**Problem statement:**
Take the line containing "Could you kindly segment every instance of the pickup" and every line after it in the data below, and print them exactly as given, with nothing else.

Labeled region records:
-*-
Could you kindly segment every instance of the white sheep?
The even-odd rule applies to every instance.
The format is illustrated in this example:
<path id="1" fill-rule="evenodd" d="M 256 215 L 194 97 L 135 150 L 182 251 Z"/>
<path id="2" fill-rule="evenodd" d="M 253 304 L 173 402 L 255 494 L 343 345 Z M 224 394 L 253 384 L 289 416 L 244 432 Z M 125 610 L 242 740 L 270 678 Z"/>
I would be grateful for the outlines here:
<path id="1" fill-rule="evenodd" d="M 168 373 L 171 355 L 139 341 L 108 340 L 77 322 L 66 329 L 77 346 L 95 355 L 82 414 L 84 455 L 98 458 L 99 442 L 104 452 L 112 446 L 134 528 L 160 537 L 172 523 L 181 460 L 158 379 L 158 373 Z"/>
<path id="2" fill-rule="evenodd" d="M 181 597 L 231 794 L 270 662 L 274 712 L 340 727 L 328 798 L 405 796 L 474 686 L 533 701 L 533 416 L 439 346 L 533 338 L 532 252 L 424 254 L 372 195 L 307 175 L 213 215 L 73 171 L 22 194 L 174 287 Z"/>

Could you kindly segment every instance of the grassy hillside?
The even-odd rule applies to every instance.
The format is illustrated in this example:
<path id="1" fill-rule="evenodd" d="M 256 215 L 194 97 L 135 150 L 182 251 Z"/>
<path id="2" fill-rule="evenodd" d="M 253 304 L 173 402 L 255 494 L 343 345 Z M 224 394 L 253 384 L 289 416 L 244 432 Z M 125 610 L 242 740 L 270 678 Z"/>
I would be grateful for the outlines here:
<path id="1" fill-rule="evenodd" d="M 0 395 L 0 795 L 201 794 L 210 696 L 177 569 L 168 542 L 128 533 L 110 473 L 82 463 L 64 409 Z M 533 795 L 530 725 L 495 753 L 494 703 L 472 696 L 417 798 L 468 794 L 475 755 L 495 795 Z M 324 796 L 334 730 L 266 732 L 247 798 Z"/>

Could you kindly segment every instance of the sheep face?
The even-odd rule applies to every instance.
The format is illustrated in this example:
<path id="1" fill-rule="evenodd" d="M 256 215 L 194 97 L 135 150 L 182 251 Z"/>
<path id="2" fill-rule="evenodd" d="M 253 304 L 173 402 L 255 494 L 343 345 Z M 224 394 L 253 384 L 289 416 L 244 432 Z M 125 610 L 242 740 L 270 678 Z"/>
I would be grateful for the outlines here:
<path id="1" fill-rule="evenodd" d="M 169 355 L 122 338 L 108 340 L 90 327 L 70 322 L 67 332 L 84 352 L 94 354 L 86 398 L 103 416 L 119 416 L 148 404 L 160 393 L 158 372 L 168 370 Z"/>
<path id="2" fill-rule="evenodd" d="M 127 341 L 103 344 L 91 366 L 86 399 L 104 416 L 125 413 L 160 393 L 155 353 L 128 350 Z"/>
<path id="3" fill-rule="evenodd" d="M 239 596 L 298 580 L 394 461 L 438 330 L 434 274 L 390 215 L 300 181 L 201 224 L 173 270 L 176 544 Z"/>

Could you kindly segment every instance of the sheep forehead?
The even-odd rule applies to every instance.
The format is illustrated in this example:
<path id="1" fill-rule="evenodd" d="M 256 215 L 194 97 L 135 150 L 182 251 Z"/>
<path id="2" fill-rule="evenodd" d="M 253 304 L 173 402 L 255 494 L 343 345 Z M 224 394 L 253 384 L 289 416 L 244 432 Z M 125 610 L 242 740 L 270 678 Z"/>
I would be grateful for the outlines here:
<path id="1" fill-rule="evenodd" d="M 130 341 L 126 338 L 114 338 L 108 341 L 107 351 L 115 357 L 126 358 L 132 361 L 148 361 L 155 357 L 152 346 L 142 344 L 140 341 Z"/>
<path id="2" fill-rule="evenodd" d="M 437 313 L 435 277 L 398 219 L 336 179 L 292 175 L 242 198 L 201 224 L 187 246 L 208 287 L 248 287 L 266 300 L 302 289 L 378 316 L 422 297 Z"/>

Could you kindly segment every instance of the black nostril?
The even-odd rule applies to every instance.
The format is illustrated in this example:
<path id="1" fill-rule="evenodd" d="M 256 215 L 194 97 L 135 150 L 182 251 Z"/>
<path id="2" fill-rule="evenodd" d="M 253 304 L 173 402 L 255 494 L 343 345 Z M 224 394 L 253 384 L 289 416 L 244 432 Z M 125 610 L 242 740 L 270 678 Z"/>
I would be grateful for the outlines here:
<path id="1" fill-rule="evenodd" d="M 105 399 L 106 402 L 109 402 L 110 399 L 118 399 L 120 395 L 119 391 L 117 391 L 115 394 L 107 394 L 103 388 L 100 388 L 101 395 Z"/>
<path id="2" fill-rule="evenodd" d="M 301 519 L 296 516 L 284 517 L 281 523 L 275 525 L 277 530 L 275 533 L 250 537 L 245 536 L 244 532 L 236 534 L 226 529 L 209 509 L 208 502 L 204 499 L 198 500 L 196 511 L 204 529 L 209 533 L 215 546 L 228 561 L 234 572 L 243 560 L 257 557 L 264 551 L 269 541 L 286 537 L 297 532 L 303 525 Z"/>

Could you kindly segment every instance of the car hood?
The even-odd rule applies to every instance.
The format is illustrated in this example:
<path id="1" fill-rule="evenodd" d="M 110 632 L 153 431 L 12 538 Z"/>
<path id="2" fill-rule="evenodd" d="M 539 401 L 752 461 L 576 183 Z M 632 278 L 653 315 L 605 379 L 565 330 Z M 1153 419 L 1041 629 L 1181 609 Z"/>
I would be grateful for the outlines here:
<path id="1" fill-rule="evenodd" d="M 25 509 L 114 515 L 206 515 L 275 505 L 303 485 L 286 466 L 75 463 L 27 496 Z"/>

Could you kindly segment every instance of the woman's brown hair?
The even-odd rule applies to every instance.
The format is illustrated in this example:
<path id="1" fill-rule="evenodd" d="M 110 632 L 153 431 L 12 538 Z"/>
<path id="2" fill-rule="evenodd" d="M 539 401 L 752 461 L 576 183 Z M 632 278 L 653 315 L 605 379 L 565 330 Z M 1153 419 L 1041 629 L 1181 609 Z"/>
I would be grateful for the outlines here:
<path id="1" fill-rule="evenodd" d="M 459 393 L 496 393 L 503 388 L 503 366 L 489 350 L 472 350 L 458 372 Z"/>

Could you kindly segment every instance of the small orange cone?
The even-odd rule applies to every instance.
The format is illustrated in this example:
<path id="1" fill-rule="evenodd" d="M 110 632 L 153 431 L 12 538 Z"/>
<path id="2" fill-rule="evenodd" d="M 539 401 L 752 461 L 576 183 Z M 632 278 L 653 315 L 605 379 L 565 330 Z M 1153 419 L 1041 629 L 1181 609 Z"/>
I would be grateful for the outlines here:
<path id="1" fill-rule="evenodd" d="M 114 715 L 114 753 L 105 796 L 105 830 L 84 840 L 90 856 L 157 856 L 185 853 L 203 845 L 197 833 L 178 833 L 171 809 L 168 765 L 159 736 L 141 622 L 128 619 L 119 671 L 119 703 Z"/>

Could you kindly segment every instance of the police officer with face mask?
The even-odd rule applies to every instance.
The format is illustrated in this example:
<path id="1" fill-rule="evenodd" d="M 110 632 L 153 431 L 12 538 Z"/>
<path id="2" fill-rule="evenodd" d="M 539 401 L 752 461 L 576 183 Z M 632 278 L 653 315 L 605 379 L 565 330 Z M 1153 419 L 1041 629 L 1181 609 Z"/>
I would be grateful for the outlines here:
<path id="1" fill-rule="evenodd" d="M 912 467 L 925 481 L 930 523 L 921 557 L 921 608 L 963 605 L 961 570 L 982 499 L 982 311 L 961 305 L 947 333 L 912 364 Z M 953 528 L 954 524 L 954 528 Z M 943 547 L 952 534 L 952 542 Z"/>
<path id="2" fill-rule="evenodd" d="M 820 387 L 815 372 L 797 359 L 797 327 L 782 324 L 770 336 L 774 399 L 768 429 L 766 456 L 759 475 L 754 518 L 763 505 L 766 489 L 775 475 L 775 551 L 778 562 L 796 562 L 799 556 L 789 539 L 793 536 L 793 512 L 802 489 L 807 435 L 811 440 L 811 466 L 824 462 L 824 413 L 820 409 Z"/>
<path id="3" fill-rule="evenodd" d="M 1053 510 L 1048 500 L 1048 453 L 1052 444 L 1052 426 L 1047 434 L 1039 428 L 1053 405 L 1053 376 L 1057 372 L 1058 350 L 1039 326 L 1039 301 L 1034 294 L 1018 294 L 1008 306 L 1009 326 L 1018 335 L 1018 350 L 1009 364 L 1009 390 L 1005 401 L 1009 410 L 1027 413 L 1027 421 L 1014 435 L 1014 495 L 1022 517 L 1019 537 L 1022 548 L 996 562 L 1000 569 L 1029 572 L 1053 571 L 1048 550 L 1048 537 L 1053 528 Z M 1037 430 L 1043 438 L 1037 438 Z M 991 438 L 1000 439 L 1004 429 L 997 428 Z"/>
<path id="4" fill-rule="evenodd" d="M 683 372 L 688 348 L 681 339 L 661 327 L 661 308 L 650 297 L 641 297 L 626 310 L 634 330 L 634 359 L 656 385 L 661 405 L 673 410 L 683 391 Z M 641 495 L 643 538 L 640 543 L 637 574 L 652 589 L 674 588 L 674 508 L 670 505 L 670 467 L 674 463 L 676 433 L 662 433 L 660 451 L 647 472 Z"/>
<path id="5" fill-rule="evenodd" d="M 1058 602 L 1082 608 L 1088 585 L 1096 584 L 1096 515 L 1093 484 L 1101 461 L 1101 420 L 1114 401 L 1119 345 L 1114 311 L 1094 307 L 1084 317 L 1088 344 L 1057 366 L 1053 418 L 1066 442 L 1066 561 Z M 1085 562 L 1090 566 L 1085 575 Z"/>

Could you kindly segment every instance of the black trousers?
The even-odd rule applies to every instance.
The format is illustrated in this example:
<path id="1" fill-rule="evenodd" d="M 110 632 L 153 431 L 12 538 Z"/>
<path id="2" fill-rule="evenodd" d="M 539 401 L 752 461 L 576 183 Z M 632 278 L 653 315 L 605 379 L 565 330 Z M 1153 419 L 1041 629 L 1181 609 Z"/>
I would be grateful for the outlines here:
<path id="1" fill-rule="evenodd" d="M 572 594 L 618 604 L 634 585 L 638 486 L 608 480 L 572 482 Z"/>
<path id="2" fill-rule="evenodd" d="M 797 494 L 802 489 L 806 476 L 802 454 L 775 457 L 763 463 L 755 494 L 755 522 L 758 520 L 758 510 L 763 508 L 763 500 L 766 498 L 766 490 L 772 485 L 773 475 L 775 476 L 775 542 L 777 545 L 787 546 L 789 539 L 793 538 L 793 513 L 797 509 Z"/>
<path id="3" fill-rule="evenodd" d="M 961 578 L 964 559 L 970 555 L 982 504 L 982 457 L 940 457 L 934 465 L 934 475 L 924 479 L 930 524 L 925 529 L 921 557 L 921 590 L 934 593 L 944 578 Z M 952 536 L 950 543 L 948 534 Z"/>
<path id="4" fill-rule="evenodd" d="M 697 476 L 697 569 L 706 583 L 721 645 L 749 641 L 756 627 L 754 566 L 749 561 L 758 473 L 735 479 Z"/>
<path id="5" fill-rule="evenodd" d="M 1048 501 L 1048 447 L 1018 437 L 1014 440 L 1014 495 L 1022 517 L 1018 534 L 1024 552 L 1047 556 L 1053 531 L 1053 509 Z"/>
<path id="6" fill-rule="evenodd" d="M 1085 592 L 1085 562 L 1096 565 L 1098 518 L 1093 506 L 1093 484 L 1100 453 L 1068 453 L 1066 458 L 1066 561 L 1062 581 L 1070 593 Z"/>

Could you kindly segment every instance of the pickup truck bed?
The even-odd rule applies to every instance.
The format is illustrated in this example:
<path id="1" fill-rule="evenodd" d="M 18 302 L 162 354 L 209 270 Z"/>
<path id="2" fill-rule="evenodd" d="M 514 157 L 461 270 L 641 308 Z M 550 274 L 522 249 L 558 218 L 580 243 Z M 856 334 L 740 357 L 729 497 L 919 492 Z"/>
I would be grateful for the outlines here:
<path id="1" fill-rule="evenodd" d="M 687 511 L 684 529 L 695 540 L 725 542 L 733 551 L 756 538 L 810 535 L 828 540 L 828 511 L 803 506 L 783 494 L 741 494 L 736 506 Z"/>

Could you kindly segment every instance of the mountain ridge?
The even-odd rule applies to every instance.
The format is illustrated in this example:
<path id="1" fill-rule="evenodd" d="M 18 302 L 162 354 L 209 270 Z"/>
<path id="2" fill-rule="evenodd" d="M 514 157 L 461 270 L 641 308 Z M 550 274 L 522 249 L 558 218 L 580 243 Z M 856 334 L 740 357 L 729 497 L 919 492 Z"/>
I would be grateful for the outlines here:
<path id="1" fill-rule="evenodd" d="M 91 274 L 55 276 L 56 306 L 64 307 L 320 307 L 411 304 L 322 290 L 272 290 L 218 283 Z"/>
-*-
**The result:**
Could you kindly segment every instance of the pickup truck bed?
The even-odd rule applies to every instance.
The format is illustrated in this example:
<path id="1" fill-rule="evenodd" d="M 18 302 L 162 354 L 209 270 Z"/>
<path id="2" fill-rule="evenodd" d="M 514 157 L 461 270 L 641 308 Z M 550 274 L 522 249 L 558 218 L 580 243 Z M 856 334 L 740 357 L 729 497 L 919 492 Z"/>
I would be grateful for the outlines here:
<path id="1" fill-rule="evenodd" d="M 687 511 L 684 529 L 695 540 L 725 542 L 733 551 L 756 538 L 810 535 L 828 540 L 828 511 L 803 506 L 783 494 L 741 494 L 736 506 Z"/>

Could you kindly segment every instance of the mountain ridge?
The even-odd rule applies to every instance.
The format is illustrated in this example:
<path id="1" fill-rule="evenodd" d="M 18 302 L 162 354 L 209 270 Z"/>
<path id="2" fill-rule="evenodd" d="M 514 157 L 461 270 L 641 308 Z M 550 274 L 522 249 L 558 218 L 580 243 Z M 856 334 L 740 357 L 729 497 L 919 492 Z"/>
I would be grateful for the outlines here:
<path id="1" fill-rule="evenodd" d="M 91 274 L 55 276 L 56 306 L 64 307 L 320 307 L 411 304 L 322 290 L 272 290 L 218 283 Z"/>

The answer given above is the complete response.